### Supplied text

The New Haven Colony was a small English colony in North America, in what is now the state of Connecticut, from 1637 to 1664.[1]

The history of the colony was a series of disappointments and failures. The most serious problem was that New Haven colony never had a charter giving it legal title to exist. The larger, stronger colony of Connecticut to the north did have a charter, and Connecticut was aggressive in using its military superiority to force a takeover. New Haven had other weaknesses as well. The leaders were businessmen and traders, but they were never able to build up a large or profitable trade, because their agricultural base was poor, and the location was isolated. Farming on the poor soil of the colony was a formula for poverty and discouragement. New Haven's political system was confined to church members only, and the refusal to widen it alienated many people.[citation needed] More and more it was realized that the New Haven colony was a hopeless endeavor. Oliver Cromwell recommended that they all migrate to Ireland, or to Spanish territories that he planned to conquer. But the Puritans of New Haven were too conservative, and too wedded to their new land. One by one in 1662-64 the towns joined Connecticut until only three were left and they submitted to the Connecticut Colony in 1664.[2]

Founding

In 1637 a group of London merchants and their families, discomfitted with the high Church Anglicanism around them, moved to Boston with the intention of creating a new settlement. The leaders were John Davenport, a Puritan minister, and Theophilus Eaton, a wealthy merchant who brought £3000 to the venture. Both had experience in fitting out vessels for the Massachusetts Bay Company. The two ships they chartered arrived in Boston on June 26, 1637. Hearing reports of the area around the Quinnipiac River from militia engaged in the Pequot War, in late August, Eaton set sail to view the area.[3] The site seemed ideal for trade, with a good port lying between Boston and the Dutch city of New Amsterdam (New York City), and good access to the furs of the Connecticut River valley settlements of Hartford and Springfield.

### Written task 1
Render the part of the entries that opens with the line containing "query (the noun phrase to segment): construction" and closes at the end of the entries as a Markdown table with the columns Row and Entry line, numbering each line and leaving out blank lines.

### Information given
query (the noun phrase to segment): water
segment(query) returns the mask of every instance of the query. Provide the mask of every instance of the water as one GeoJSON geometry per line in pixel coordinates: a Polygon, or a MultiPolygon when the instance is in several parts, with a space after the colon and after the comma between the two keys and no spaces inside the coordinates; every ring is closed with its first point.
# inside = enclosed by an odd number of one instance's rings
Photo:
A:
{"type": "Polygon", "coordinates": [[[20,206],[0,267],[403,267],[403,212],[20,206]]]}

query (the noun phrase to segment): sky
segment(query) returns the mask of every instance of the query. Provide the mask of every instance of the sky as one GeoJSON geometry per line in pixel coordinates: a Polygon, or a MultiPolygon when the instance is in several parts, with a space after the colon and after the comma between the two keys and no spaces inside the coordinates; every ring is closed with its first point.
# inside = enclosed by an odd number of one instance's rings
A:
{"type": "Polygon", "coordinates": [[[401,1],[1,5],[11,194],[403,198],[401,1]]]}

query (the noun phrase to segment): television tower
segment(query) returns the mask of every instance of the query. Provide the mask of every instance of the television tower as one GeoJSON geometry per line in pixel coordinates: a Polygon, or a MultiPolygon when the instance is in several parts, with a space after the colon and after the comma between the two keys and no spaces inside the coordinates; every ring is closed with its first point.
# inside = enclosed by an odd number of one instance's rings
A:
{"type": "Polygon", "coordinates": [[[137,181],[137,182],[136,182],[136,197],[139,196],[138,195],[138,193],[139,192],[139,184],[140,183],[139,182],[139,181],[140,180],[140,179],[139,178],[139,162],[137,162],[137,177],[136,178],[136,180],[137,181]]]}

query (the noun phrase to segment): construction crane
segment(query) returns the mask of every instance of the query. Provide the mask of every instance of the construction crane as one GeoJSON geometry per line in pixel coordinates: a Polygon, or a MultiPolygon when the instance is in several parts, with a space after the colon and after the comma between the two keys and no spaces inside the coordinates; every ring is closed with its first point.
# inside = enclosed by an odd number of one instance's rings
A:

### Written task 2
From the passage on the New Haven Colony, pull out word for word the part that opens with the words "In 1637 a group" and closes with "Hartford and Springfield.".

### Exercise response 1
| Row | Entry line |
|---|---|
| 1 | query (the noun phrase to segment): construction crane |
| 2 | segment(query) returns the mask of every instance of the query. Provide the mask of every instance of the construction crane as one GeoJSON geometry per line in pixel coordinates: a Polygon, or a MultiPolygon when the instance is in several parts, with a space after the colon and after the comma between the two keys and no spaces inside the coordinates; every ring is closed with its first point. |
| 3 | # inside = enclosed by an odd number of one instance's rings |
| 4 | A: |

### Exercise response 2
In 1637 a group of London merchants and their families, discomfitted with the high Church Anglicanism around them, moved to Boston with the intention of creating a new settlement. The leaders were John Davenport, a Puritan minister, and Theophilus Eaton, a wealthy merchant who brought £3000 to the venture. Both had experience in fitting out vessels for the Massachusetts Bay Company. The two ships they chartered arrived in Boston on June 26, 1637. Hearing reports of the area around the Quinnipiac River from militia engaged in the Pequot War, in late August, Eaton set sail to view the area.[3] The site seemed ideal for trade, with a good port lying between Boston and the Dutch city of New Amsterdam (New York City), and good access to the furs of the Connecticut River valley settlements of Hartford and Springfield.